Coordinate annotation entries:
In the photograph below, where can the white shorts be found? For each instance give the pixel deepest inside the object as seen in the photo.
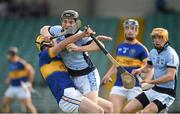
(163, 98)
(70, 101)
(17, 92)
(87, 83)
(128, 93)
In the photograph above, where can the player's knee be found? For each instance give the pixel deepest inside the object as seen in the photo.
(109, 108)
(126, 110)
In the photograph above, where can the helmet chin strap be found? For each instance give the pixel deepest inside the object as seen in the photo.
(130, 38)
(161, 48)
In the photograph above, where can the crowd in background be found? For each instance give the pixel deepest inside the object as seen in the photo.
(23, 8)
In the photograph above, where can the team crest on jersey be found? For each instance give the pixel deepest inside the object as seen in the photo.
(132, 51)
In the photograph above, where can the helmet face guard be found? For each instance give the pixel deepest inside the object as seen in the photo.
(40, 43)
(160, 37)
(70, 14)
(131, 28)
(160, 32)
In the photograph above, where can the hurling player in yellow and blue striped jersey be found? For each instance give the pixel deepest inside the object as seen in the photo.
(57, 78)
(130, 54)
(19, 72)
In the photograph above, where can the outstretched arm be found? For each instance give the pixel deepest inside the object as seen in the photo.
(61, 45)
(90, 47)
(109, 73)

Required work:
Format every line of the data above as a JSON list of strings, one string per line, skipping blank lines and leaving out the pictures.

Answer for this exercise:
[
  "In the photograph below, where can the white shorts be found? For each instance give the pixel deepest inside the object as seen in the photo.",
  "(163, 98)",
  "(70, 101)",
  "(17, 92)",
  "(87, 83)",
  "(128, 93)",
  "In the photograph above, where can the player's knee be found? For each instance give the pixel deepest inside the object as seen in the photo.",
  "(109, 108)",
  "(126, 110)",
  "In the photograph above, where can the helmet chin strap be found? For each instance give the pixel deepest inside the object as seen in the photo.",
  "(130, 38)",
  "(161, 48)",
  "In the photograph above, where can the crowd in background be found? For each instance give the pixel deepest inside the object as seen in the photo.",
  "(23, 8)",
  "In the photograph above, where can the team crest on jersey be found? For each instance give the pixel deepest inside the object as seen in the photo.",
  "(132, 51)",
  "In the photograph above, where can the helmet face guard be found? For each instance give the pixel deepest inside the object as seen in the photo.",
  "(40, 43)",
  "(160, 37)",
  "(70, 14)",
  "(131, 28)",
  "(160, 32)",
  "In the photograph above, where can the hurling player in yellow and blue striped jersey be found? For each instance give the pixel deepest inside the object as seen in the photo.",
  "(57, 78)",
  "(130, 54)",
  "(19, 72)",
  "In the photograph above, where can the outstretched arm be found? For each instance give the pixel deepest inside the object as seen in the photo.",
  "(61, 45)",
  "(90, 47)",
  "(109, 73)"
]